:: Data shown

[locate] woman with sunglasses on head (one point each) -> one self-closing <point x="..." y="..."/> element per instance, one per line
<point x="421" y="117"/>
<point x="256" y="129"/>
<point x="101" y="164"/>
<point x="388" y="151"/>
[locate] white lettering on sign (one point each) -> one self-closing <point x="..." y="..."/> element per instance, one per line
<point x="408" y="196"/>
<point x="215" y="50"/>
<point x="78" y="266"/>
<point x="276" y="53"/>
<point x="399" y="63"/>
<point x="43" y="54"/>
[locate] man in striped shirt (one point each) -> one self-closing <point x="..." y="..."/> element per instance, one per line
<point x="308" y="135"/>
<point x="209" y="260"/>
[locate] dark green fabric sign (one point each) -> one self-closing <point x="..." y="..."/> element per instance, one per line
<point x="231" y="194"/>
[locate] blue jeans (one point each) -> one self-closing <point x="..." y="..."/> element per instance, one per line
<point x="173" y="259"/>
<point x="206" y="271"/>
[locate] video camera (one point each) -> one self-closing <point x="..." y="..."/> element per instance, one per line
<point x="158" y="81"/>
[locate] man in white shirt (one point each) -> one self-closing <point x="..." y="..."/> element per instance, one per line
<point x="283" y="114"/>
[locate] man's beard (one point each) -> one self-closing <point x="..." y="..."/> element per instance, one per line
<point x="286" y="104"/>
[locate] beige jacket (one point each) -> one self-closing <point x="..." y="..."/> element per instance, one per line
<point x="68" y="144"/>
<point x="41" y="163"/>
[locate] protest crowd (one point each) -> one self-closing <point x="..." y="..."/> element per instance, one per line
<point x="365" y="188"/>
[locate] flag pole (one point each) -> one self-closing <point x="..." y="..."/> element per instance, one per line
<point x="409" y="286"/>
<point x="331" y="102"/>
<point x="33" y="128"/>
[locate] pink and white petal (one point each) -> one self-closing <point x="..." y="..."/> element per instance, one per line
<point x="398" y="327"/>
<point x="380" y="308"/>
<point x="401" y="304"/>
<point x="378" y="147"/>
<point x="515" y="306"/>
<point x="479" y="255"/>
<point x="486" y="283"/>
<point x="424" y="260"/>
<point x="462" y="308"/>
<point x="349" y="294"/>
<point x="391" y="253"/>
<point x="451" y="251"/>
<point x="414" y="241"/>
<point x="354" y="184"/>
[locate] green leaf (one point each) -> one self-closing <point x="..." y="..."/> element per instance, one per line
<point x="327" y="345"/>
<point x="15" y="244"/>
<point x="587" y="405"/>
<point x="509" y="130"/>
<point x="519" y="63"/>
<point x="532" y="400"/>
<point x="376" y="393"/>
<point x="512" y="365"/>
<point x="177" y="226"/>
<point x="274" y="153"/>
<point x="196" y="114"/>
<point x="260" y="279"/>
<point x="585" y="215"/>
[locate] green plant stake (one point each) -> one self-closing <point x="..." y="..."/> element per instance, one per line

::::

Instructions for the task:
The complete listing above is to be output again exactly.

Task solution:
[locate] woman with sunglasses on head (one point each) -> one self-closing <point x="..." y="..."/> element per instance, one per line
<point x="421" y="117"/>
<point x="256" y="129"/>
<point x="101" y="164"/>
<point x="388" y="151"/>
[locate] white lettering on sign (one point each) -> one self-closing <point x="..." y="..."/> element per instance, one per line
<point x="408" y="196"/>
<point x="215" y="50"/>
<point x="78" y="266"/>
<point x="276" y="53"/>
<point x="399" y="63"/>
<point x="43" y="54"/>
[locate] man in striped shirt (one point each) -> one self-closing <point x="..." y="..."/> element per instance, one per line
<point x="308" y="135"/>
<point x="209" y="260"/>
[locate] dark green fabric sign (one point each) -> one self-closing <point x="..." y="..."/> element per instance, one per line
<point x="231" y="194"/>
[locate] blue jeans (one point each) -> one self-closing <point x="..." y="..."/> element per instance, one per line
<point x="173" y="259"/>
<point x="206" y="271"/>
[locate] video camera (one point each) -> one self-closing <point x="..." y="..."/> element per instance, one per line
<point x="158" y="81"/>
[locate] man in white shirt (one point each) -> one self-closing <point x="..." y="..."/> element per instance, one per line
<point x="283" y="114"/>
[locate] man's beard (one point each) -> one self-closing <point x="..." y="..."/> element per instance, one per line
<point x="286" y="104"/>
[locate] beige jacket (one point each) -> one self-closing <point x="..." y="..."/> element per instance, one per line
<point x="68" y="144"/>
<point x="41" y="163"/>
[locate] protest crowd (one point each) -> one self-closing <point x="..." y="..."/> element per instance, one per line
<point x="365" y="188"/>
[locate] flag pole (one point each) -> one self-closing <point x="..." y="..."/> element per instance, one per line
<point x="409" y="286"/>
<point x="331" y="102"/>
<point x="33" y="128"/>
[locate] pink and white petal (one point each) -> one self-closing <point x="..." y="..."/> element per instance, one per line
<point x="398" y="327"/>
<point x="380" y="308"/>
<point x="401" y="304"/>
<point x="378" y="147"/>
<point x="515" y="306"/>
<point x="479" y="255"/>
<point x="486" y="283"/>
<point x="424" y="260"/>
<point x="462" y="308"/>
<point x="349" y="294"/>
<point x="391" y="253"/>
<point x="451" y="251"/>
<point x="414" y="241"/>
<point x="354" y="184"/>
[locate] green leaf (one point each) -> one self-closing <point x="..." y="..."/> element per instance, one per line
<point x="327" y="345"/>
<point x="15" y="244"/>
<point x="587" y="405"/>
<point x="509" y="130"/>
<point x="519" y="63"/>
<point x="532" y="400"/>
<point x="376" y="393"/>
<point x="512" y="365"/>
<point x="177" y="226"/>
<point x="274" y="153"/>
<point x="196" y="114"/>
<point x="260" y="279"/>
<point x="585" y="215"/>
[locate] green plant stake (one point each) -> one self-closing <point x="..." y="..."/> element per instance, one per line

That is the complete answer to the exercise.